### [ENTRIES SUPPLIED]
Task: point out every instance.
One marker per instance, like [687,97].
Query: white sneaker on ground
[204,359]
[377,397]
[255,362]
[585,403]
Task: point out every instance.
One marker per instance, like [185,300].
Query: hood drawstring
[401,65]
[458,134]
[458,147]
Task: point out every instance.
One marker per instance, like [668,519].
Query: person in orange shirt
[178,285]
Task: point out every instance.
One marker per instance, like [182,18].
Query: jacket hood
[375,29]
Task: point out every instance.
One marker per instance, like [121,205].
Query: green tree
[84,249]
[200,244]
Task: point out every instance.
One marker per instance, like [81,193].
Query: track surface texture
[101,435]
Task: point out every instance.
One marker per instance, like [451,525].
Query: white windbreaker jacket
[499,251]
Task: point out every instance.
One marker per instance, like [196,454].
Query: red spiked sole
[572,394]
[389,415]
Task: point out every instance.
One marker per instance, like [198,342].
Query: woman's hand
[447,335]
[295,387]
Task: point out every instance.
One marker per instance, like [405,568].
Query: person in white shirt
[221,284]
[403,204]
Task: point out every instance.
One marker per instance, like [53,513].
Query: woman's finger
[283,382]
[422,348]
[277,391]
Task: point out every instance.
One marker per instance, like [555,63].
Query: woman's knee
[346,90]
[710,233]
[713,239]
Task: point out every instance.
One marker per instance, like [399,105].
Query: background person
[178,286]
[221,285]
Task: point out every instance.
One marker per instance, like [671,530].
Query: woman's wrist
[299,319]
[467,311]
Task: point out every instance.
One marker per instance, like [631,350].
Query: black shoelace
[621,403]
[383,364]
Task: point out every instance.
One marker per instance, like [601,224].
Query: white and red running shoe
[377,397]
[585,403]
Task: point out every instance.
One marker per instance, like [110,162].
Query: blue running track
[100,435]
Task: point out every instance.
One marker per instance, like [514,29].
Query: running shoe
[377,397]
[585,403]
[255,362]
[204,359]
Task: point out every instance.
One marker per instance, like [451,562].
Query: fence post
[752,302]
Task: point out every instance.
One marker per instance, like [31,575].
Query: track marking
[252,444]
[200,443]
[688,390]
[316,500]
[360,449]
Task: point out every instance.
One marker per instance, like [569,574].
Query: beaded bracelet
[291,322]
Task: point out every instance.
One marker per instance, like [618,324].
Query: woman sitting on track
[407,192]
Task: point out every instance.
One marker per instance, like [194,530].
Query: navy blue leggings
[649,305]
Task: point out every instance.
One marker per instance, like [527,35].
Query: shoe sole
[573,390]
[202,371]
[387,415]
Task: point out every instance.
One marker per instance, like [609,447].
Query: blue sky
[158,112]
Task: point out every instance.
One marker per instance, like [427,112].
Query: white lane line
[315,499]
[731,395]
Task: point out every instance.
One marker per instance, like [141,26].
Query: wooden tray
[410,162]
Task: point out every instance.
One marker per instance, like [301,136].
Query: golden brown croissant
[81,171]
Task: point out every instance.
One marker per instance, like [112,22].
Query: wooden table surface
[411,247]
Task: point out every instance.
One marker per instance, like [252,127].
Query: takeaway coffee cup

### [WHAT IS REQUIRED]
How many lines in the records above contain the word "white"? Reply with the number alone.

### [WRITTEN SOLUTION]
5